◆ Description of the task: Write out exactly the lines below that run from the line containing "Mark every instance of the laptop keyboard" through the last line of the records.

◆ Entries supplied:
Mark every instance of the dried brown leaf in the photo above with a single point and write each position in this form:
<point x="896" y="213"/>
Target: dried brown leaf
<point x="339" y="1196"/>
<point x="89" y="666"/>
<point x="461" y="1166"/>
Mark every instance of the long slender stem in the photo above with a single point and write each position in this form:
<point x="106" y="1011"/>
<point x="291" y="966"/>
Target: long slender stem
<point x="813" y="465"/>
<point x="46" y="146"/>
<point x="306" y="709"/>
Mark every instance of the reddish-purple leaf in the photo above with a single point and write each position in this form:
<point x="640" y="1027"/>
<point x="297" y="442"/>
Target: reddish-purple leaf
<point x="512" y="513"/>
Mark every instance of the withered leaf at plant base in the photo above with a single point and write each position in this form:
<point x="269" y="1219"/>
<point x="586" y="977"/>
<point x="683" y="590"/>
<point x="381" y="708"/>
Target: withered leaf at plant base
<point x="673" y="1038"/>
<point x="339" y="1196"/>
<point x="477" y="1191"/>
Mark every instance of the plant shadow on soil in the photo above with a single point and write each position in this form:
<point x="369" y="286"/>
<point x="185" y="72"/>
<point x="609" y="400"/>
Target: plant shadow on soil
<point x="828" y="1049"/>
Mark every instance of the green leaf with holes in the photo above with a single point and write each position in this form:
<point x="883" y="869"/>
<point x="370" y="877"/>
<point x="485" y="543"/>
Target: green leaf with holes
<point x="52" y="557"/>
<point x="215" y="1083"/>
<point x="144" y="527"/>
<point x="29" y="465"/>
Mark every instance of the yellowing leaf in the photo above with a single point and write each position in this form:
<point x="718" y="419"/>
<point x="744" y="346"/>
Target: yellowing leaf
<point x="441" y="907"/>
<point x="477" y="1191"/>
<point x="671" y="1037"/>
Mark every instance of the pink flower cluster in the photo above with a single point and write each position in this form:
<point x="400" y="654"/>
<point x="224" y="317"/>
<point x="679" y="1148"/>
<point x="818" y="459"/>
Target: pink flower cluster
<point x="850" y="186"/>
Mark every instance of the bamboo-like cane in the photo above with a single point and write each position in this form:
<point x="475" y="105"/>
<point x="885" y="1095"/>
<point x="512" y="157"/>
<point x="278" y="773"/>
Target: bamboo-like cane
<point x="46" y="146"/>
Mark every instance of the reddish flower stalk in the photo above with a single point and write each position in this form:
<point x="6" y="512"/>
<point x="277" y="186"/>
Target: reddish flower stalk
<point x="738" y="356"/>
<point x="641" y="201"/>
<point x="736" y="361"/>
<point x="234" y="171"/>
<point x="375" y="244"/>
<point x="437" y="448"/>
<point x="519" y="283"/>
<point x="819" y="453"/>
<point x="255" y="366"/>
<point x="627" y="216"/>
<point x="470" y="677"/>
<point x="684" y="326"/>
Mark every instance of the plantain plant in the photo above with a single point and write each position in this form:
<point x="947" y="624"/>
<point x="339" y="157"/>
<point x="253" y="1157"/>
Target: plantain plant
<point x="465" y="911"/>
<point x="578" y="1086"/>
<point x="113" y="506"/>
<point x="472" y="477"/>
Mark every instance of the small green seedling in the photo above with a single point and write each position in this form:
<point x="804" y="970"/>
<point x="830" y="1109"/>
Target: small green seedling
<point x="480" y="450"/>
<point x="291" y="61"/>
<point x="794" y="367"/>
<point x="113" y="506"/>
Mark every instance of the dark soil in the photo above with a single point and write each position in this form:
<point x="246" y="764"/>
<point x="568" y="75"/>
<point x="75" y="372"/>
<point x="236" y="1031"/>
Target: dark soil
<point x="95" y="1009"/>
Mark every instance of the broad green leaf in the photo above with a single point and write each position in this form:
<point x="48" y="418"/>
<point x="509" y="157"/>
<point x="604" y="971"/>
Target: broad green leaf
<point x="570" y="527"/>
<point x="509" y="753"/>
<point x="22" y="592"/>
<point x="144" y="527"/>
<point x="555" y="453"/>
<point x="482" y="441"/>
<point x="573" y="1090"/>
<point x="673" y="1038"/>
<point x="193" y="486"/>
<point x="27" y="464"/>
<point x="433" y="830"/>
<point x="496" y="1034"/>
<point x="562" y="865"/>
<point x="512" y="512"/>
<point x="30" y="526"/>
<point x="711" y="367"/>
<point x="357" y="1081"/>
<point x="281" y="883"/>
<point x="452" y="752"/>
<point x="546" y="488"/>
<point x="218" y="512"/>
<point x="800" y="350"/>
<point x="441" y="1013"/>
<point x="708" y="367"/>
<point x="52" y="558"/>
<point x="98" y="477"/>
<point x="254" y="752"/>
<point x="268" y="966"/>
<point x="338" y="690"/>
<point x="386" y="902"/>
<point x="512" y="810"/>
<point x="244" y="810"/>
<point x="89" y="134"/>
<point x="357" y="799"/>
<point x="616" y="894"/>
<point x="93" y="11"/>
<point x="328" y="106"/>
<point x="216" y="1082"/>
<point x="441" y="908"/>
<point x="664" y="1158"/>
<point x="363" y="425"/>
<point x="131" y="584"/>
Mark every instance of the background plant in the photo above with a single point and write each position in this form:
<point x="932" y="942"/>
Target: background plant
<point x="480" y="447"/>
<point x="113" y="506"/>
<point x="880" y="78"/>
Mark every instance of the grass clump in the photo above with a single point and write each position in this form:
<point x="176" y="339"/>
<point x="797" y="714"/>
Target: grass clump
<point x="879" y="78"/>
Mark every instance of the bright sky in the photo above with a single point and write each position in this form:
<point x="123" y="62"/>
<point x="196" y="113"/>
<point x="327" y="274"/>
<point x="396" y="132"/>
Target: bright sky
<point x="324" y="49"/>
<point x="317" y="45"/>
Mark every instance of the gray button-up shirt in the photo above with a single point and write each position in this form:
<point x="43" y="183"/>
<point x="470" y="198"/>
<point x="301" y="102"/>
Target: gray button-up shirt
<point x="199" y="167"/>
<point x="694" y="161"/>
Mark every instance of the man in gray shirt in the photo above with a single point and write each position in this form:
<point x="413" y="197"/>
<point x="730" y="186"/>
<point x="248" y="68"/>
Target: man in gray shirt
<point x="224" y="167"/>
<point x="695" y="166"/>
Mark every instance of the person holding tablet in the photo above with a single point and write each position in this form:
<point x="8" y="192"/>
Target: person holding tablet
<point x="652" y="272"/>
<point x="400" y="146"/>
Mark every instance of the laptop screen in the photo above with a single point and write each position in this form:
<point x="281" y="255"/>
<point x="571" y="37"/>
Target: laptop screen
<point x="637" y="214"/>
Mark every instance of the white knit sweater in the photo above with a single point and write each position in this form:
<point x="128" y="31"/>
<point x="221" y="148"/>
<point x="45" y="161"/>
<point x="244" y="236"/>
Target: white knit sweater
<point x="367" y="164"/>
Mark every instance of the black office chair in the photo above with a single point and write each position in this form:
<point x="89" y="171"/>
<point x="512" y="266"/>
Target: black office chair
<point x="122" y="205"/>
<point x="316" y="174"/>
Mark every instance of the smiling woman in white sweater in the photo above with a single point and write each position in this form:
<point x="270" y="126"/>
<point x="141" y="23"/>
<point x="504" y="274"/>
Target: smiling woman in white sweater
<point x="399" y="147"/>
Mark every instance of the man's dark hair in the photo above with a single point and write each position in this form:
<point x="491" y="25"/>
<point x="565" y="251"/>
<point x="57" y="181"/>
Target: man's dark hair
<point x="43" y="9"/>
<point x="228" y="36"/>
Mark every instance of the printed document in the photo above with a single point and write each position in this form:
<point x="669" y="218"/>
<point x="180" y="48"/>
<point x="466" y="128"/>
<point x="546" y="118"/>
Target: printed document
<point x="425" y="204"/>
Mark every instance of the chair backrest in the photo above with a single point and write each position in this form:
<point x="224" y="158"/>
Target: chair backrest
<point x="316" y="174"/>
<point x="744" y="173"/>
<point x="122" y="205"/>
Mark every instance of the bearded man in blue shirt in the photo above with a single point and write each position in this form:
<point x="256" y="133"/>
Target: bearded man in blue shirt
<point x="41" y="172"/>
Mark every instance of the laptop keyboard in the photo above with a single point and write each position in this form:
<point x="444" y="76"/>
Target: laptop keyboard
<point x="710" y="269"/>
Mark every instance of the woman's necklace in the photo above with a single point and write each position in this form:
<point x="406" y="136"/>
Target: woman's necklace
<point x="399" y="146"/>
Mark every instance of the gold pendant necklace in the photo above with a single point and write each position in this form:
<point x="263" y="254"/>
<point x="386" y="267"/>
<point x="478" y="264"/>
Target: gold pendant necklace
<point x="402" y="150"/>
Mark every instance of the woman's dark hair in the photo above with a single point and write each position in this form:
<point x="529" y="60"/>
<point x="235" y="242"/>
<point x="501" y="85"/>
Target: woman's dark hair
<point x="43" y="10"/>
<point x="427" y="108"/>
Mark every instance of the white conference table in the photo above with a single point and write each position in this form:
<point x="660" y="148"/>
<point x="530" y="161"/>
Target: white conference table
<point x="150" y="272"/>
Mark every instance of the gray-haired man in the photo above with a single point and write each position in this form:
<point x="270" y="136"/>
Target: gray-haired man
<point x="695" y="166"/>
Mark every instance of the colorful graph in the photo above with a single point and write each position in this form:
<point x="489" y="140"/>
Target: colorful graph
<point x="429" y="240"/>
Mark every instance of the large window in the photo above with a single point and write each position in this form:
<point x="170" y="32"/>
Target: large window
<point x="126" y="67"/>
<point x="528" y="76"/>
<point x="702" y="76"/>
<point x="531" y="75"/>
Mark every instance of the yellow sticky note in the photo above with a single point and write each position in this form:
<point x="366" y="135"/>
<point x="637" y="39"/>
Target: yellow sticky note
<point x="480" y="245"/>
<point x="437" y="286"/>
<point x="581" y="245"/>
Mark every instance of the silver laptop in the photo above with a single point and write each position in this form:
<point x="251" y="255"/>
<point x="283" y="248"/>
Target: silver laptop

◆ Solution below:
Mark every instance of the laptop keyboard in the photo above with a single point and write each position in this form:
<point x="444" y="76"/>
Target: laptop keyboard
<point x="710" y="269"/>
Mark every instance of the woman's necklace in the photo above with a single point and write each position in this form:
<point x="406" y="136"/>
Target: woman's necklace
<point x="399" y="146"/>
Mark every instance of the gold pendant necklace in the photo above with a single point and write each position in this form:
<point x="263" y="254"/>
<point x="386" y="267"/>
<point x="478" y="264"/>
Target: gold pendant necklace
<point x="402" y="150"/>
Mark every instance of the woman's dark hair in the photo above with a single point and write each position in this form:
<point x="529" y="60"/>
<point x="235" y="242"/>
<point x="501" y="85"/>
Target: woman's dark hair
<point x="43" y="10"/>
<point x="427" y="108"/>
Mark every instance of the white conference table in the photo above with a single point and write each position in this form:
<point x="660" y="148"/>
<point x="530" y="161"/>
Target: white conference table
<point x="150" y="272"/>
Mark every instance of the gray-haired man in the photo above with a single point and write each position in this form:
<point x="270" y="136"/>
Target: gray-haired man
<point x="695" y="166"/>
Mark every instance of the colorful graph in the photo above with a single point and write each position in this form:
<point x="489" y="140"/>
Target: colorful graph
<point x="429" y="240"/>
Mark every instance of the large window in the photo above with a single point and write each position in this form:
<point x="170" y="32"/>
Target: large window
<point x="126" y="67"/>
<point x="528" y="76"/>
<point x="702" y="76"/>
<point x="531" y="75"/>
Mark every instance of the yellow sticky note in the photo above with a single point and write each position in this form:
<point x="366" y="135"/>
<point x="637" y="39"/>
Target: yellow sticky note
<point x="480" y="245"/>
<point x="437" y="286"/>
<point x="581" y="245"/>
Mark every instance of the silver laptop in the photo above with a single point and write each position in this form:
<point x="251" y="255"/>
<point x="283" y="248"/>
Target: silver laptop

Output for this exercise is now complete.